PASSAGE PROVIDED:
## BEGIN

Haddrill calls for stronger FRC powers [longer lead, photo of Haddrill]

Accountants could find their influence with the Financial Reporting Council reduced, suggests Stephen Haddrill, recently appointed FRC chief executive and former director general of the Association of British Insurers.  “There has been a concern within the ABI that the voice of the professions within the FRC is too strong,” he told the Mail on Sunday.  “That is a view with which I have some sympathy, which is why I have set-up the [FRC’s] investors’ group.”  Haddrill also indicated that the FRC should have increased powers to use and share information about the accountancy profession.  “Legal restrictions stop us sharing information, not only with outside bodies but even within the FRC,” he said.  “For example, one part of the FRC may be looking at a company’s accounts, while another part may be looking at its audit, but they cannot confer.”  He added that he wants the FRC to have a broader range of disciplinary options for accountancy and actuarial professions who misbehave.

HMRC plays hardball with soccer clubs

HMRC has launched a legal action to challenge the football creditor rule (FCR), which requires clubs that become insolvent to prioritise payments to other clubs and those closely connected to the sport.  A spokesman for HMRC said: “There is no legal basis for the football creditor rule. Non football creditors are being seriously short changed and enough is enough.”  It is asking the High Court to declare that the FCR is unlawful, against public policy and to prevent its use and states that it is acting in the interests of all non-football creditors. A Premier League spokesman confirmed that the League would “robustly defend its position”. 

NAO gains full access to BBC

The Government has pledged to give the National Audit Office “full access to the BBC’s accounts to ensure transparency”.  In April, Edward Leigh MP, the then chairman of the House of Commons Public Accounts Committee, complained: “The BBC is currently immune from being properly held to account for its spending of billions of pounds of public money. It is a publicly owned and funded organization, receiving an annual grant from Parliament. But, unlike other such organizations, it is not accountable to Parliament for the public money it spends through audit by the Comptroller and Auditor General.”

 

HMRC guilty of new data leak

As many as 50,000 letters containing private income and tax information have been sent inadvertently by HMRC to the wrong taxpayers.  A spokesman for HMRC said: “Unfortunately an error has occurred in one of the tax credits print runs causing some customer information to be wrongly formatted. Investigations are underway to identify the cause of the problem and we will be contacting affected customers in writing, apologising and providing a corrected award notice. An initial analysis shows that ID theft could not result from this printing error.” 

High Court rejects Littlewood case on VAT refund

HMRC has won a High Court case brought by Littlewoods, which sought the recovery of £1bn in lost compound interest on overpaid VAT.  The High Court ruled that neither UK nor EU law provided taxpayers with the right to receive compound interest.  The ruling is provisional and subject to reference to the European Court of Justice on questions of detail that have yet to be decided. 

 

FRC corporate governance committee to be chaired by former CBI man

Sir John Sunderland is the Financial Reporting Council’s new chairman of its Corporate Governance Committee.  He replaces Baroness Hogg, who served in the role from the beginning of 2008 and has now taken on the role as chair of the FRC.  Sir John was CBI President from 2004 to 2006 and served as a task force member on Accounting for People.  On his appointment, Sir John said that he believed that a lesson of the financial crisis is that companies must increase their accountability to shareholders.

## END

RECORDS SHOWN:

## BEGIN

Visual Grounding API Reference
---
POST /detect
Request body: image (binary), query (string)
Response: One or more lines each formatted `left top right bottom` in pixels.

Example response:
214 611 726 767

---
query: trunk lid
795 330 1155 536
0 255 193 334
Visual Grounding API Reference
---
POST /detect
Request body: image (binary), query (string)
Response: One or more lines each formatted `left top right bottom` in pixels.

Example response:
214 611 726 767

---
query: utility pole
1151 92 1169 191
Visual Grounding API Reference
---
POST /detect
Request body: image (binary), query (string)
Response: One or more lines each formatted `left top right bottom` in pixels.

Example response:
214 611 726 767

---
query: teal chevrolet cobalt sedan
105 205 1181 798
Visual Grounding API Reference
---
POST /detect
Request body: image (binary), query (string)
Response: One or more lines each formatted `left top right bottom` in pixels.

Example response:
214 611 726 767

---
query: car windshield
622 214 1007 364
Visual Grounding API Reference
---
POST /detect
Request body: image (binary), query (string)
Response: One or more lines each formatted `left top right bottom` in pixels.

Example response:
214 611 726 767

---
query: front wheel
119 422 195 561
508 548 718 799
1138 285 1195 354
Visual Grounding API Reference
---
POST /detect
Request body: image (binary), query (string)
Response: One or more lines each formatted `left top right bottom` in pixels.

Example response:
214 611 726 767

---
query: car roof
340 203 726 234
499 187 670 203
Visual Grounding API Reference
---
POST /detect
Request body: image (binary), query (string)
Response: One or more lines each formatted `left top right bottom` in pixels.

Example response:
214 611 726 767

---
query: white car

## END

WORK TO COMPLETE:
**1)** From the accounting news roundup, print everything from "Sir John Sunderland" down to "accountability to shareholders.".
**2)** In the accounting news roundup, who replaced Baroness Hogg as chairman of the Financial Reporting Council's Corporate Governance Committee?
**3)** Go on with the accounting news roundup, starting right after its final sentence.
The data is separate from the accounting news roundup.

TASK RESPONSES:
**1)**
Sir John Sunderland is the Financial Reporting Council’s new chairman of its Corporate Governance Committee.  He replaces Baroness Hogg, who served in the role from the beginning of 2008 and has now taken on the role as chair of the FRC.  Sir John was CBI President from 2004 to 2006 and served as a task force member on Accounting for People.  On his appointment, Sir John said that he believed that a lesson of the financial crisis is that companies must increase their accountability to shareholders.

**2)** Sir John Sunderland

**3)**
Professional Oversight Board reports on transparency

The Professional Oversight Board has reported on the first set of completed transparency reports since they became a requirement for auditors of public interest entities.   The requirement applies to auditors of UK companies with securities traded on a UK regulated market.  Dame Barbara Mills, chair of the Oversight Board, said the quality of transparency reports had improved since they became obligatory, but that firms should enhance the quality of disclosures related to independence policies, financial information and international network arrangements. 

Madoff victims in Europe to recover losses

Most UK victims of the Madoff Ponzi fraud will be fully compensated, according to lawyers representing 720,000 investors.  The $15.5bn payment will be funded by banks and other intermediaries that put investors in contact with Madoff.  Investors will recover the value of the original investments, rather than the amount they believed those investments had grown to at the time of the Madoff collapse.  The settlement covers European clients, not those based in the United States who mostly invested directly in Madoff’s funds.

PwC and E&Y get peeping tom option

PwC has installed blinds to prevent staff in Ernst & Young seeing confidential information through their office windows.  PwC’s new office is a mere 10 metres from Ernst & Young’s headquarters in More London Place, near Tower Bridge.  PwC’s window blinds automatically activate when presentations take place.  A spokeswoman for PwC said the actions were consistent with its practices in other buildings where frosted glass was used: the difference at More London was that technology was being applied to improve privacy.

IFAC reports on work planning

IFAC has published an exposure draft outlining the direction and priorities of its services relevant to professional accountants in business. The proposed strategic direction focuses on enhancing the profile, influence and relevance of professional accountants in business and identifies two key objectives: to increase awareness of the important roles professional accountants play in creating, enabling, preserving and reporting value for organizations and their stakeholders; and supporting professional accountants in business within IFAC member bodies by facilitating the communication and sharing of good practices and ideas.

E&Y warns on fraud

Corporations are failing to take sufficient basic steps to protect themselves from the increasing risk of fraud, or to comply with stricter legal controls against corruption, according to the latest Ernst & Young Global Fraud Survey.  The survey of over 1,400 senior decision-makers in major companies in 36 countries found that 18% of UK companies have not performed a fraud risk assessment over the last 12 months; 8% have never completed one; 34% rarely or never perform fraud or corruption related pre-acquisition due diligence; and 47% rarely or never perform post-acquisition reviews.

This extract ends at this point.